Data provided section start

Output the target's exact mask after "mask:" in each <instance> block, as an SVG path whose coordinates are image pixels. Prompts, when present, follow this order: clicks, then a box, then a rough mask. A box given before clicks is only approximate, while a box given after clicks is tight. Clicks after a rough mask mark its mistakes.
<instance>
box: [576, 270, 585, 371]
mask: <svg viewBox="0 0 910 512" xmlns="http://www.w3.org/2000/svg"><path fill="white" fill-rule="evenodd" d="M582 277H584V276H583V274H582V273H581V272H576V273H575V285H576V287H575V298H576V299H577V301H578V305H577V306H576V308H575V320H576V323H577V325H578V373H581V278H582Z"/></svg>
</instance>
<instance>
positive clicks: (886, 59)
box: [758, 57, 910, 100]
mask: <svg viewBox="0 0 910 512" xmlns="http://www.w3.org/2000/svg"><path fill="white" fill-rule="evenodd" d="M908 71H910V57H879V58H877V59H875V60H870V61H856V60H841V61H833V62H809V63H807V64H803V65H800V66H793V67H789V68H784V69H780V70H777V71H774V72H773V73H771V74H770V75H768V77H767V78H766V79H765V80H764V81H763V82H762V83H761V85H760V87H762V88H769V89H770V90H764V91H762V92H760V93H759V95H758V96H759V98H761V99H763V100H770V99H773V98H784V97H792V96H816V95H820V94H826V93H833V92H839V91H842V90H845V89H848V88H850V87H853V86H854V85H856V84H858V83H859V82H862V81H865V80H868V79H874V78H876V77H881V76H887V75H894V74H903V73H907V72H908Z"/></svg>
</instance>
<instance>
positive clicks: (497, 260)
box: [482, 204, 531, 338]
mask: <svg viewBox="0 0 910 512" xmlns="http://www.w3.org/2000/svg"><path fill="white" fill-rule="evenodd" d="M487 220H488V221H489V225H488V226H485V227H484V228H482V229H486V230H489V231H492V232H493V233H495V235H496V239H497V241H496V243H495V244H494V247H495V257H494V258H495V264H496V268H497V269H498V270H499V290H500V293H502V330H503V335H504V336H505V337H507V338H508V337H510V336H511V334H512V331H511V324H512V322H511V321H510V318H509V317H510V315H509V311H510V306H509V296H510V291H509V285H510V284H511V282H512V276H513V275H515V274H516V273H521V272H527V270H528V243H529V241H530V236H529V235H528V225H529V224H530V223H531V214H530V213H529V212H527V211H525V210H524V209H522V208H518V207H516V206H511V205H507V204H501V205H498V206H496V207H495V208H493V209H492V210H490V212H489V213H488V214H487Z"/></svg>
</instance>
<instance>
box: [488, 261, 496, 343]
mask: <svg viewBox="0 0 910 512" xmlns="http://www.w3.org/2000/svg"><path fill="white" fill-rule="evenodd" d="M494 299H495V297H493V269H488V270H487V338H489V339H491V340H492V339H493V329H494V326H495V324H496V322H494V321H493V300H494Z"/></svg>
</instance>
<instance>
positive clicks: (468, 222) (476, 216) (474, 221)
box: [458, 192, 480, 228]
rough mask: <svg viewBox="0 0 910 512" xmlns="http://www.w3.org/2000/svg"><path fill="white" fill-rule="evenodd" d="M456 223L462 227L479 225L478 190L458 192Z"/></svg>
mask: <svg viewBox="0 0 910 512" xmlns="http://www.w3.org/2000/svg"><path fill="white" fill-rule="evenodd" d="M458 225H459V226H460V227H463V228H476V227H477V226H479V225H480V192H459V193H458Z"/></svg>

Data provided section end

■ **Work request**: Would you please write out, exactly and with no other lines, the stretch of the listing above from the line containing "box: [576, 270, 585, 371]" through the line containing "positive clicks: (886, 59)"?

■ **Solution for this exercise**:
box: [576, 270, 585, 371]
mask: <svg viewBox="0 0 910 512" xmlns="http://www.w3.org/2000/svg"><path fill="white" fill-rule="evenodd" d="M582 277H584V276H583V274H582V273H581V272H576V273H575V285H576V287H575V298H576V299H577V301H578V305H577V306H576V308H575V320H576V323H577V325H578V373H581V278H582Z"/></svg>
</instance>
<instance>
positive clicks: (886, 59)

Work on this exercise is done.